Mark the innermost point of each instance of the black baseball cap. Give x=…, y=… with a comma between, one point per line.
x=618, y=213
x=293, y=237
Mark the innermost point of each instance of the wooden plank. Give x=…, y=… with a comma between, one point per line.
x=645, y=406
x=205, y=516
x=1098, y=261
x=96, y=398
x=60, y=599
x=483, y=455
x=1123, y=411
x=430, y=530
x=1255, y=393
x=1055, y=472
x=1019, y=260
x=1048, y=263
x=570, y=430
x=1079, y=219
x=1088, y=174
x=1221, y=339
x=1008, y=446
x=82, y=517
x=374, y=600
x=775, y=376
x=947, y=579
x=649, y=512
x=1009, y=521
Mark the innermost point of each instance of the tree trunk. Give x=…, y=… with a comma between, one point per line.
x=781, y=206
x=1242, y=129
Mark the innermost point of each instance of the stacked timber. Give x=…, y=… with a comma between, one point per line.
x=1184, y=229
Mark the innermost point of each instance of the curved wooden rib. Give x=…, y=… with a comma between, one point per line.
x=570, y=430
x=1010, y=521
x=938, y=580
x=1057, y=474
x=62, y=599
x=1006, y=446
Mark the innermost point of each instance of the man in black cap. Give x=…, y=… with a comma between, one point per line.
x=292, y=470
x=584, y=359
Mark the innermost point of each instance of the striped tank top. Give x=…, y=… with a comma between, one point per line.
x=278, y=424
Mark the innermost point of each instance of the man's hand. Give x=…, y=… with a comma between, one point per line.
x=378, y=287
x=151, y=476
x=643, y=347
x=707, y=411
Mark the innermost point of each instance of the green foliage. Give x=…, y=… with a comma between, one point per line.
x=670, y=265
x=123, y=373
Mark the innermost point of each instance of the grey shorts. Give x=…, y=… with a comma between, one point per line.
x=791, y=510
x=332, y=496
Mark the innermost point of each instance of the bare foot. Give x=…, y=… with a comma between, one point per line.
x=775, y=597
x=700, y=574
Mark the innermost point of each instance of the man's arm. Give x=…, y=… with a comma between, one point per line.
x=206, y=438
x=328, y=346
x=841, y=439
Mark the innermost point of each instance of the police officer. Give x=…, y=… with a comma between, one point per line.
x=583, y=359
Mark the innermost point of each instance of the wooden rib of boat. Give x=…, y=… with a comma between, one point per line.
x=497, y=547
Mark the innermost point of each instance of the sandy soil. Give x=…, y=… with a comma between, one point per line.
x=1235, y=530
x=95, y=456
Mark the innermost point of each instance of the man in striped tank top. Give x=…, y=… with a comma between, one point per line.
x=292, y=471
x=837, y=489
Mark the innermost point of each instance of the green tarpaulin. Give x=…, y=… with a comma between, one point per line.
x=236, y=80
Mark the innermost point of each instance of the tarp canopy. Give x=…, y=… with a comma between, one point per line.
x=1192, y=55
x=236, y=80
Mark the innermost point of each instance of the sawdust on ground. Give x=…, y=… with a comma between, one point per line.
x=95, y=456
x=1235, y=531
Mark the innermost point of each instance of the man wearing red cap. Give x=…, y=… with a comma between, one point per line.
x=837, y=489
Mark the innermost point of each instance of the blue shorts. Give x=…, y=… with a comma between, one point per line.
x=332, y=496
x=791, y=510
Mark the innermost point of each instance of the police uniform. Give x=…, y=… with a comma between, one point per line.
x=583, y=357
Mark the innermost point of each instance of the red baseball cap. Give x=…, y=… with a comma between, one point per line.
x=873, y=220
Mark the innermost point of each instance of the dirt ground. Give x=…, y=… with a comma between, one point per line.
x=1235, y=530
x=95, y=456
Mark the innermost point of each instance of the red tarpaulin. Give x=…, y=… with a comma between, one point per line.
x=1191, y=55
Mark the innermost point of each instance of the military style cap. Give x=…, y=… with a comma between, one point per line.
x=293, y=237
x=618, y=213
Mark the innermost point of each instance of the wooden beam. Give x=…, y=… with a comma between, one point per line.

★ ★ ★ ★ ★

Retype the material above in full, with nothing altered.

**Exercise result**
Mark the innermost point of each instance of the black baseball cap. Give x=…, y=… with a comma between, one point per line.
x=618, y=213
x=293, y=237
Mark the innermost point of each instance of the wooden plank. Give x=…, y=… with a comma between, one point per line.
x=645, y=406
x=205, y=516
x=1098, y=261
x=96, y=398
x=60, y=599
x=483, y=455
x=1123, y=411
x=430, y=530
x=1255, y=393
x=1055, y=472
x=1019, y=260
x=1048, y=263
x=570, y=430
x=1079, y=219
x=1088, y=174
x=1221, y=339
x=1008, y=446
x=82, y=517
x=374, y=600
x=775, y=376
x=947, y=579
x=649, y=512
x=1009, y=521
Mark the innermost point of each instance of the tree trunk. Give x=…, y=… with a comma between, one point per line.
x=781, y=206
x=1242, y=129
Mark the innermost point of each instance of the stacked timber. Give x=…, y=… with a comma between, one point per line.
x=1184, y=229
Mark the innermost point of each instance of the curved wooden rib. Give x=…, y=… with a comma between, one point per line.
x=570, y=430
x=1010, y=521
x=938, y=580
x=1057, y=474
x=62, y=599
x=1006, y=446
Mark the innermost point of each instance of the man in black cap. Give x=…, y=… with a comma between, one point per line.
x=292, y=470
x=584, y=359
Mark the innermost point of each instance of the striped tank top. Give x=…, y=… with a comma between, one point per line.
x=278, y=424
Mark the innermost point of each instance of the man's hand. Give x=…, y=… with a comma between, one point per line.
x=378, y=287
x=151, y=476
x=643, y=347
x=707, y=411
Mark the innermost point of each instance of the green foliage. Give x=…, y=… with a comma between, one point per line.
x=670, y=265
x=123, y=373
Mark the innermost point of each instance of the grey shorts. Give x=…, y=… with a comma between, one point per line.
x=791, y=510
x=332, y=496
Mark the innermost point of each instance of the bare foot. Give x=…, y=… with a comma between, one point per line.
x=775, y=597
x=700, y=574
Mark the innermost point of each instance of the man's arm. Give x=…, y=… with a comma between, one point per line.
x=206, y=438
x=328, y=346
x=841, y=439
Mark the innermost point of each instance of the police officer. Give x=…, y=… with a comma between, one point per line.
x=583, y=359
Mark the innermost point of each instance of the wooden rib of boat. Give x=…, y=… with a comma between, one point per line.
x=497, y=547
Mark the innermost point of each instance of the sandy soil. Give x=…, y=… with a comma between, one point per line.
x=1235, y=530
x=95, y=456
Mark the innermost point of each instance of the man in striped tank top. Give x=…, y=… with a comma between, one point per line.
x=292, y=471
x=837, y=489
Mark the innermost point of each instance of the green tarpaulin. Give x=…, y=… with a comma between, one point per line.
x=236, y=80
Mark the innermost point of each instance of the tarp canopy. Give x=…, y=… with a comma between, one point per line.
x=1192, y=55
x=236, y=80
Mark the innermost point of each instance of the sawdust on ground. Give x=…, y=… with a comma between, one point per line.
x=95, y=456
x=1235, y=531
Mark the innermost point of each instance of the man wearing red cap. Give x=…, y=… with a comma between, one point per line.
x=837, y=489
Mark the innermost point of each instance of the blue shorts. Give x=…, y=… with a comma between, one point per line.
x=332, y=496
x=791, y=510
Mark the innermost point of each instance of the police uniform. Give x=…, y=… with a comma between, one point per line.
x=583, y=357
Mark the innermost point of each instance of the red baseball cap. Give x=…, y=… with a comma between, one point per line.
x=873, y=220
Mark the innermost point of each instance of the dirt ground. Give x=…, y=… with a comma between, one point per line.
x=1235, y=530
x=95, y=456
Mark the innermost point of each instance of the red tarpaulin. Give x=…, y=… with a comma between, one point per line.
x=1191, y=55
Mark the innermost point of each instance of the military style cap. Give x=…, y=… with a comma between, one point per line.
x=293, y=237
x=618, y=213
Mark the innermost point of each instance of the wooden beam. Give x=…, y=… with a comma between, one point per line.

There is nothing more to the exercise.